| Written instruction |
Reproduce the items below, substituting "Label" for each occurrence of "Target" and leaving all other text unchanged.

Entries from a pointing dataset:
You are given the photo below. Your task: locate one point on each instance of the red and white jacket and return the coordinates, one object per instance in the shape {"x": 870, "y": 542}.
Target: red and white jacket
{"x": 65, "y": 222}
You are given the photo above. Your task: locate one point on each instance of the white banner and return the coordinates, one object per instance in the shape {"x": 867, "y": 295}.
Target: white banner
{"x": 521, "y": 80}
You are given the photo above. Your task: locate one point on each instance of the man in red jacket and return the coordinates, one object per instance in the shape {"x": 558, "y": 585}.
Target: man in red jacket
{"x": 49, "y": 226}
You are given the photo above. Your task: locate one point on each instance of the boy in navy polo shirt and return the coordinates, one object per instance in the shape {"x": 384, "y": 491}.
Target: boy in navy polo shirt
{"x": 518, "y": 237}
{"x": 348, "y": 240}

| Written answer |
You are given the photo below. Your task: locate one point on each instance of the red and white jacket and return the coordinates, one object per instance in the shape {"x": 870, "y": 542}.
Label: red and white jacket
{"x": 65, "y": 222}
You are given the photo above. Your task: locate one point on each instance of the white banner and return the coordinates, one object per instance in the shape {"x": 867, "y": 295}.
Label: white banner
{"x": 521, "y": 80}
You are given the photo above. Your task: locate one point on each instance of the man in red jacket and return the coordinates, one object per instance in the shape {"x": 558, "y": 585}.
Label: man in red jacket
{"x": 49, "y": 226}
You are given the photo above. Your task: locate one point on each instance of the boy in navy polo shirt and return the coordinates, one object per instance in the shape {"x": 384, "y": 491}.
Label: boy in navy polo shirt
{"x": 518, "y": 237}
{"x": 348, "y": 240}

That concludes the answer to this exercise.